Longitudinal Image Analysis to Predict the Recurrence of Distant Brain Metastases After SRS Treatment

G Szalkowski1, K Thung1, T Zhu2, J Shumway1, J Hall1, C Shen1, P Yap1, J Lian1*, (1) University Of North Carolina At Chapel Hill, (2) Washington University in St Louis, St Louis, MO


SU-J-202-4 (Sunday, 7/10/2022) 4:00 PM - 5:00 PM [Eastern Time (GMT-4)]

Room 202

Purpose: To develop a preliminary model to predict if an intracranial recurrence will occur after stereotactic radiosurgery (SRS) treatment based on longitudinal radiomics data of surveillance magnetic resonance imaging (MRI) exams prior to the time of recurrence.

Extracted data:
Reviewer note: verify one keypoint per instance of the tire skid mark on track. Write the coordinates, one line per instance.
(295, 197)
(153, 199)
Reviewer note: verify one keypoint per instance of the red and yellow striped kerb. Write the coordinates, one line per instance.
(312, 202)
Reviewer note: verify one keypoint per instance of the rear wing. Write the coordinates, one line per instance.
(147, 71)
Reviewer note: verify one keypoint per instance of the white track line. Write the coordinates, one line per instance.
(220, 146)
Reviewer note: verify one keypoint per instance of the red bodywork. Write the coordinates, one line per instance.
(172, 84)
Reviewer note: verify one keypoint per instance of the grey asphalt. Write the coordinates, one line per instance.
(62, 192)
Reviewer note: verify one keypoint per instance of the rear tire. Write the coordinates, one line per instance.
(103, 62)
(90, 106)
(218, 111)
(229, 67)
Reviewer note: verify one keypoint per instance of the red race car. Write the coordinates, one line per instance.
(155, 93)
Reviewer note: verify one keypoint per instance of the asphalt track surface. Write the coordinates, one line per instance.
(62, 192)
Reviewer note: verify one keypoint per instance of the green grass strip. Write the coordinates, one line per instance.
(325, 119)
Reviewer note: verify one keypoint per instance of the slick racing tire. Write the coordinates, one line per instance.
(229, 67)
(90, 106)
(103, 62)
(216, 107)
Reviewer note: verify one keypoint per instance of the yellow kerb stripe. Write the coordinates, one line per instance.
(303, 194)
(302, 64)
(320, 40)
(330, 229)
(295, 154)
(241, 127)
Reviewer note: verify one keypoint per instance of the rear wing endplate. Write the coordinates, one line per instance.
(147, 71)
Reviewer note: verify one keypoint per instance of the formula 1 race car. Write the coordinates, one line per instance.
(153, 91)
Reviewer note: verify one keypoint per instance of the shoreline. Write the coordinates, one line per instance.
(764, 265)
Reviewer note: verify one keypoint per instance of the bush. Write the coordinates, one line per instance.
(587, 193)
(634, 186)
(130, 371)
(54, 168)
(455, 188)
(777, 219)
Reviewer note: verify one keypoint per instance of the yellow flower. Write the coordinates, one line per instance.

Your tasks:
A. List every author named in the abstract, in the order given.
B. Do these statements agree with the abstract? (i) The session takes place in Room 202. (ii) T Zhu is affiliated with the University of North Carolina at Chapel Hill. (iii) The model is based on data from computed tomography exams.
Answer from the abstract alone, not from the lines.

Task-by-task outputs:
A. G Szalkowski, K Thung, T Zhu, J Shumway, J Hall, C Shen, P Yap, J Lian

B.
(i) Yes: "Room 202"
(ii) No: "T Zhu2" and "(2) Washington University in St Louis"
(iii) No: "surveillance magnetic resonance imaging (MRI) exams"